◆ To do: Extract the listing below in full, unchanged.

--*--

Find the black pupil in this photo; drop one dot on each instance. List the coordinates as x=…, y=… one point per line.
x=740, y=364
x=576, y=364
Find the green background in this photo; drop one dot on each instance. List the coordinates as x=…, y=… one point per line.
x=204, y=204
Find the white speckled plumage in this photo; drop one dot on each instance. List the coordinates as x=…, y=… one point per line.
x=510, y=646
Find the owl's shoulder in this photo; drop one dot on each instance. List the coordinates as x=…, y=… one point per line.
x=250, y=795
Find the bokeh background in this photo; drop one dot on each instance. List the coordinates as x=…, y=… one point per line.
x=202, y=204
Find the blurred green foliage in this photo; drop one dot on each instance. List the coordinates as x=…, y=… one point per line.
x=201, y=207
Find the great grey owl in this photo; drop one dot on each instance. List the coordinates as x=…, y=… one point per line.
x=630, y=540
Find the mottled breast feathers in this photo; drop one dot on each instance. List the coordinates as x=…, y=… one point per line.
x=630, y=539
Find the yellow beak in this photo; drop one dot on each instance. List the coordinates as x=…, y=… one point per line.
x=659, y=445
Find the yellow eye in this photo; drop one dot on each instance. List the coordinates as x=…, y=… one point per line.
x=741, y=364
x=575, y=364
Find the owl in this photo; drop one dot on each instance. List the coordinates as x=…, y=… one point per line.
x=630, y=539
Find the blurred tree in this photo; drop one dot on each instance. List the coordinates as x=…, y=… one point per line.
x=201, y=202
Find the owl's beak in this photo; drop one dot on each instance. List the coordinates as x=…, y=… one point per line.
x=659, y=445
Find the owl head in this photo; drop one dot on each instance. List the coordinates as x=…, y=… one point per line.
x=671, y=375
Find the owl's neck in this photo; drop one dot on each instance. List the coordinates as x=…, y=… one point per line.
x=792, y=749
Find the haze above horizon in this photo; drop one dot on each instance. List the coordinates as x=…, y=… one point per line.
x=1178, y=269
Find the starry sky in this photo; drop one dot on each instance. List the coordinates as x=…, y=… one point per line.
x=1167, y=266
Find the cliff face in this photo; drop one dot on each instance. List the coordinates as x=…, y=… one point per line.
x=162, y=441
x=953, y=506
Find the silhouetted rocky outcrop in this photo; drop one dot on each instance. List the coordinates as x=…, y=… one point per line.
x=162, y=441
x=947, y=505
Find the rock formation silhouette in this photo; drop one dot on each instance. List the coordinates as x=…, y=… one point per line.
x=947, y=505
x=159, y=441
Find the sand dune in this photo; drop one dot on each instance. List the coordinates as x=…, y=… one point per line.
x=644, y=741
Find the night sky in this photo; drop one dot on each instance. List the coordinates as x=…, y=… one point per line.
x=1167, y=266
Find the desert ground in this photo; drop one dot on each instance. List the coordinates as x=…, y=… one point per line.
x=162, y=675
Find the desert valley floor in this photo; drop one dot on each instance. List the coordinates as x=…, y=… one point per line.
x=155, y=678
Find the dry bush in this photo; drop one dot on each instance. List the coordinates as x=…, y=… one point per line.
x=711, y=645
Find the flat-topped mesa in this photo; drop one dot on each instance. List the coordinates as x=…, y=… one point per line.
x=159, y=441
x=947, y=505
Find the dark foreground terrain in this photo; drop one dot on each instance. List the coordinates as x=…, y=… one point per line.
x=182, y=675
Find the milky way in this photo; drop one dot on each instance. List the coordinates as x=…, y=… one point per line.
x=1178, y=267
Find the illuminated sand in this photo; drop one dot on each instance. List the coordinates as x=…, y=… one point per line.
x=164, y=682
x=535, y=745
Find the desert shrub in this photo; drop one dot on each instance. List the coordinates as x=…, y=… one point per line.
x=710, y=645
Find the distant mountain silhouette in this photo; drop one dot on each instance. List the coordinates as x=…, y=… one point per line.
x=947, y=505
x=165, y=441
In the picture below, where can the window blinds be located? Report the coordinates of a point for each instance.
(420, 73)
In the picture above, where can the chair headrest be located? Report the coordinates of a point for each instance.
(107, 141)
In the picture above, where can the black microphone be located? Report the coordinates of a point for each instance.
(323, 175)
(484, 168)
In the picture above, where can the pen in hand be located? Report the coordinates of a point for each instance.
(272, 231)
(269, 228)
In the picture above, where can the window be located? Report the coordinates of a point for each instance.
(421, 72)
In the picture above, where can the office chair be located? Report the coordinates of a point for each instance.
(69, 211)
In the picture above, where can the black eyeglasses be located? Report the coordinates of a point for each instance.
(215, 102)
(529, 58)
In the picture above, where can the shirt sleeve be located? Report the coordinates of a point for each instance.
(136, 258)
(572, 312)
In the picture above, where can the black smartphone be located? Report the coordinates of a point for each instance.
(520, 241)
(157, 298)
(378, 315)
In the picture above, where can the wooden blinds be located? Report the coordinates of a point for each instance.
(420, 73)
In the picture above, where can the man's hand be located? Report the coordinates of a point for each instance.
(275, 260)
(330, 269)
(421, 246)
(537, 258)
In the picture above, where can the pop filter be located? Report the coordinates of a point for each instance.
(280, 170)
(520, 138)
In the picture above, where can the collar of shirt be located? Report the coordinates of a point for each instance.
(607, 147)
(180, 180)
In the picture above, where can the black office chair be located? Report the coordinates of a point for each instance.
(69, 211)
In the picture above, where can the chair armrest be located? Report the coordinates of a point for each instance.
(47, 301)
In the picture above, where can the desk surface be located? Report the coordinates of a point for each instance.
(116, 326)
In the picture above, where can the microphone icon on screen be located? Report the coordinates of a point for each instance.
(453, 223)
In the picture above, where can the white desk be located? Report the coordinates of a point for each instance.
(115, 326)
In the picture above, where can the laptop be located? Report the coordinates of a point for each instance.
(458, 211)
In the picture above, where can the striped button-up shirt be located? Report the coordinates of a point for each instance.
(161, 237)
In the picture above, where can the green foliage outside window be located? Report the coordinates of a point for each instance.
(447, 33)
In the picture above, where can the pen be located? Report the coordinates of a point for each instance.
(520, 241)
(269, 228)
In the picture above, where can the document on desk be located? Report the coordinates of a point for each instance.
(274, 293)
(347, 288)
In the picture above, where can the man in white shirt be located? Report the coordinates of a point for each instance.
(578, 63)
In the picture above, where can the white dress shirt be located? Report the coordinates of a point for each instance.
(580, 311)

--*--

◆ Output for this exercise:
Find the black pupil in this photo; drop one dot on each instance. List the coordinates as x=…, y=… one point per line.
x=740, y=364
x=576, y=364
Find the green background in this photo; drop one dot on each instance. List the coordinates as x=…, y=… one point per line.
x=204, y=204
Find the white speckled plumage in this photo; drop one dot on each instance. List the coordinates as x=…, y=… one point per line.
x=510, y=646
Find the owl's shoulder in this photo; drop one dot on each instance. List the coordinates as x=…, y=… one point per line.
x=250, y=795
Find the bokeh background in this photo; drop one dot on each instance. List the coordinates as x=…, y=… one point per line.
x=202, y=204
Find the blurred green foliage in this photo; drop one dot on each instance. List the coordinates as x=…, y=… one point per line.
x=201, y=207
Find the great grey owl in this photo; drop one dot on each instance. List the coordinates as x=…, y=… one point per line.
x=630, y=540
Find the mottled breast feathers in this photo; drop one dot on each instance. List the coordinates as x=…, y=… one point per line.
x=630, y=539
Find the yellow beak in this photo; drop one dot on each instance. List the coordinates as x=…, y=… one point per line.
x=659, y=445
Find the yellow eye in this photo; drop one dot on each instance. List the coordinates as x=…, y=… one point per line.
x=741, y=364
x=575, y=364
Find the owl in this photo; drop one dot on each instance. List the coordinates as x=…, y=… one point per line.
x=630, y=539
Find the blurred tree in this photo; drop one dot on each instance. List the coordinates as x=…, y=… one point per line.
x=201, y=202
Find the owl's beak in this photo; drop one dot on each instance. List the coordinates as x=…, y=… one point per line.
x=659, y=445
Find the owl head in this photo; drop one dot on each instance. List the coordinates as x=…, y=… one point per line.
x=671, y=375
Find the owl's neck in this photo; drop one dot on each instance. List the coordinates as x=…, y=… one point per line.
x=792, y=749
Find the haze above horizon in this photo; drop one dot on each instance. List the coordinates as x=…, y=… one point per line.
x=1178, y=269
Find the starry sky in this photo; drop one dot on each instance. List the coordinates as x=…, y=… one point per line.
x=1167, y=266
Find the cliff face in this photo; drop one dot on each instance. List the coordinates as x=…, y=… one point per line.
x=162, y=441
x=953, y=506
Find the silhouetted rocky outcrop in this photo; drop one dot on each instance. List the coordinates as x=…, y=… one point per line.
x=162, y=441
x=947, y=505
Find the rock formation silhouette in this photo; drop one dot on each instance. List the coordinates as x=…, y=… one point per line.
x=947, y=505
x=159, y=441
Find the sand dune in this photo; drop one dot on each instance. List the coordinates as x=…, y=… one point per line.
x=644, y=741
Find the night sky in this photo; drop one dot on each instance. List the coordinates as x=…, y=… one point per line.
x=1167, y=266
Find the desert ground in this photo; drop one dot on each instance. List the coordinates as x=…, y=… one point per line.
x=162, y=675
Find the desert valley floor in this photo; drop one dot on each instance. List the coordinates as x=…, y=… one point per line.
x=155, y=678
Find the dry bush in this photo; drop one dot on each instance. List the coordinates as x=…, y=… one point per line.
x=711, y=645
Find the flat-topped mesa in this photo; drop one dot on each instance. List the coordinates as x=…, y=… one point per line.
x=159, y=441
x=947, y=505
Find the dark foreground terrain in this photo; drop one dot on each instance. List the coordinates as x=…, y=… one point per line.
x=182, y=675
Find the milky way in this photo; drop one dot on each instance. List the coordinates as x=…, y=… one point per line.
x=1178, y=267
Find the illuminated sand in this photo; drop one dot on each instance. List the coordinates as x=…, y=… one point per line.
x=164, y=682
x=535, y=745
Find the desert shrub in this photo; drop one dot on each instance. List the coordinates as x=…, y=… one point per line.
x=710, y=645
Find the distant mountain silhouette in this photo; drop one dot on each instance. List the coordinates as x=…, y=… one point per line.
x=947, y=505
x=165, y=441
In the picture below, where can the window blinds be located? Report the coordinates of a point for each instance.
(420, 73)
In the picture above, where can the chair headrest be located? Report the coordinates of a point for each instance.
(107, 141)
In the picture above, where can the black microphone be located? Report the coordinates of a point for each instance.
(323, 175)
(484, 168)
In the picture above, where can the pen in hand be located? Report the coordinates of a point for each instance.
(272, 231)
(269, 228)
In the picture above, where can the window be located? Report the coordinates of a point for each instance.
(421, 72)
In the picture above, where can the office chair be located? Report the coordinates of a point for each instance.
(69, 211)
In the picture above, where can the black eyeglasses be located? Report the coordinates of a point for each instance.
(215, 102)
(529, 58)
In the picture above, where can the shirt sleeve be located? Report the coordinates of a point for each instance.
(136, 258)
(572, 312)
In the picture above, where can the black smartphone be located? Report the coordinates of a point for each instance.
(520, 241)
(157, 298)
(378, 315)
In the picture above, where can the wooden blinds be located? Report the coordinates of a point for each instance.
(420, 73)
In the picture above, where can the man's hand be located? Report the coordinates of a point for each instance.
(275, 260)
(330, 269)
(421, 246)
(537, 258)
In the picture above, where can the pop filter be located? Report the coordinates of a point for each instance.
(280, 170)
(520, 138)
In the picture above, where can the collar of shirt be located? Report the coordinates of a point for each instance.
(607, 147)
(180, 180)
In the picture above, where can the black office chair be located? Report the coordinates of a point for each instance.
(69, 211)
In the picture above, where can the chair armrest be located? Report the coordinates of a point for each instance.
(47, 301)
In the picture above, where can the desk surface be located? Report the coordinates of a point for each instance.
(116, 326)
In the picture above, where can the microphone icon on screen be located? Report the coordinates of a point for each instance.
(453, 223)
In the picture above, where can the white desk be located? Report the coordinates of a point for each instance.
(115, 326)
In the picture above, where can the laptop be located? Report the coordinates of a point for each instance.
(458, 211)
In the picture above, where can the striped button-up shirt be located? Report the coordinates of a point for each instance.
(161, 237)
In the picture above, where can the green foliage outside window be located? Report the coordinates of a point for each instance.
(447, 33)
In the picture above, where can the pen be located? Report the coordinates of a point for each instance.
(520, 241)
(269, 228)
In the picture above, where can the document on desk be located? Report the coordinates of a point for each instance.
(274, 293)
(347, 288)
In the picture above, where can the man in white shirt be located? Report the coordinates of a point for each instance.
(578, 63)
In the picture above, where can the white dress shirt be located? Report the coordinates of a point for each instance.
(580, 311)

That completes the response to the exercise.